-- Begin TEXT SHOWN --

As some of you may know, I am not just a writer, but also a PR, collaborating with the PR Agency Studio Y and the London label Zube Records – have I ever said that I love keeping myself busy? Anyway, I thought that have a chat with fellow businesswomen could be an amazing source for aspiring young. As a start, the lovely and terribly funny Lisa Coverdale unveiled the secret of managing her cats, an husband, a record label, PR company – comparing it to a thunderstorm / apocalypse. Fun times!
Lisa Coverdale is a Scottish based music publicist, partner in Hold Tight! PR and the only girl on the team at progressive metal label Basick Records. With a career spanning 15 years in corporate, event and music marketing/PR, she has previously managed areas of large-scale, high-profile public events for both corporate clients and in the arts sector. She can usually be found face down in a pot of fresh coffee, writing press releases for a myriad of international bands, or trying to coerce musicians into things they generally don’t want to do. She’s passionate about progressive music, cheese, Jägermeister, Between the Buried and Me, and Persian cats. Twitter: @lisalovescheese Blog: http://lisacoverdale.wordpress.com/
For the ones who don’t know your story, could you tell us how did you land into music PR?
During my former career in corporate marketing and PR, I used to run a music website and community called UK Metal Underground, just as a hobby. It was a lot of fun; I met a lot of amazing people and discovered some truly amazing bands. I realised that `what I loved most about it was taking a band that only a handful of people knew about and helping to propel them to a larger audience. So I decided, rather than working in an office, doing a job I didn’t particularly enjoy, to take my passion and turn it into my job. It meant a lot of hard work, learning the industry from the ground up, doing A LOT of work for free and proving myself to others. Along the way I got involved in doing work experience with Basick Records, via these guys I met James from TesseracT and somewhere along the way we got professionally entangled and now we run Hold Tight! PR together. My music PR career has come about after a series of misadventures, chance meetings, hard work and random events. Such is life. 😉
Oh and you can join me on my journey, I’m now blogging about it – http://lisacoverdale.wordpress.com/
You are one of us, music lovers, who try to find their own way to share the music they appreciate. What happened when you realised that you could share your love for music and make a job out of it?
Some days I absolutely love it, and some days I wonder just how sustainable it is. And that’s the honest truth. It’s great just now, but in terms of longevity, will I still be able to do this when I’m 60? I have no idea. So right now I’m looking at taking the music PR job and turning that into some long term life plan that will allow me to do the things I love, for the rest of my life.
The one constant is my love for the music. There’s nothing better than hearing a new band, or a great tune and just wanting to share it with everyone. People always seem to think that because a PR person is banging on about a band, then that’s just their job and they’ll say the same about every client etc etc. But the truth is, music PR people, good music PR people are passionate about the bands they work with, and won’t promote crap music. We’re living, breathing shit filters. Or at least that’s how it should be; some PR’s out there will promote anything that crosses their desks. Shameful.
You are juggling between being in PR, a record label , a student and a full time wife. What does your daily routine look like?

-- End TEXT SHOWN --

> **WRITTEN TASK 1**: Translate this sentence from the interview into Spanish: "The one constant is my love for the music."
> **WRITTEN TASK 2**: Transcribe the passage of the interview starting with "The one constant" and going on through "their desks. Shameful.".

-- Begin DATA EXCERPTS --

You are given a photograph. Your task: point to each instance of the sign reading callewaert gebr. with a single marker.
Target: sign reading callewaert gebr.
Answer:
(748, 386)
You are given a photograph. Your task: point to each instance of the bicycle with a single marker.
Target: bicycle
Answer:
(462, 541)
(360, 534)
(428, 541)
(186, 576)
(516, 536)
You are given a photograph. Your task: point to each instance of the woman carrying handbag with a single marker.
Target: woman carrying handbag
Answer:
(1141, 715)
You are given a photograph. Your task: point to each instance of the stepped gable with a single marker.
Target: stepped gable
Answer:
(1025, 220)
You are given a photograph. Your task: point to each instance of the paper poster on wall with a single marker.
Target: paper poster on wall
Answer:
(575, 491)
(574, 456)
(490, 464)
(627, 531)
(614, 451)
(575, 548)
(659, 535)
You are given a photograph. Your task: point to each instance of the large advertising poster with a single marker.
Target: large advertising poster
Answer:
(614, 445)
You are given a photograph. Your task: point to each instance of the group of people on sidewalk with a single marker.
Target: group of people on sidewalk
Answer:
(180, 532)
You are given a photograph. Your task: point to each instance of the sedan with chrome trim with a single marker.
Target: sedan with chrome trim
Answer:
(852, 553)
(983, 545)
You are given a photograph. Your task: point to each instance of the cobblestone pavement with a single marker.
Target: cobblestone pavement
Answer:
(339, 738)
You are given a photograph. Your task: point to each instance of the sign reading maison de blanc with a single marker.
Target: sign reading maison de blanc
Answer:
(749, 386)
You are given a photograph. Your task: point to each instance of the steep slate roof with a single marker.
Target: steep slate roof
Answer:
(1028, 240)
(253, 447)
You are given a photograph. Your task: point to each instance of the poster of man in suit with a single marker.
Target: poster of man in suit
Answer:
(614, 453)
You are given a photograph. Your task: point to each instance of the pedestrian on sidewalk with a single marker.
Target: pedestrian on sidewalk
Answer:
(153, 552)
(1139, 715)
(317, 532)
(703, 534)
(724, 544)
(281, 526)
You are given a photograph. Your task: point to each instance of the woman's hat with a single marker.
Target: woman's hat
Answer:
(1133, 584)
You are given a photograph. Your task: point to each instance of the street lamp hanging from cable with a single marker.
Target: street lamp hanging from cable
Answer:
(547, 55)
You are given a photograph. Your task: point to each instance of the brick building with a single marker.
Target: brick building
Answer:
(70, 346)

-- End DATA EXCERPTS --

> **CORRECT OUTPUT 1**: La única constante es mi amor por la música.

> **CORRECT OUTPUT 2**:
The one constant is my love for the music. There’s nothing better than hearing a new band, or a great tune and just wanting to share it with everyone. People always seem to think that because a PR person is banging on about a band, then that’s just their job and they’ll say the same about every client etc etc. But the truth is, music PR people, good music PR people are passionate about the bands they work with, and won’t promote crap music. We’re living, breathing shit filters. Or at least that’s how it should be; some PR’s out there will promote anything that crosses their desks. Shameful.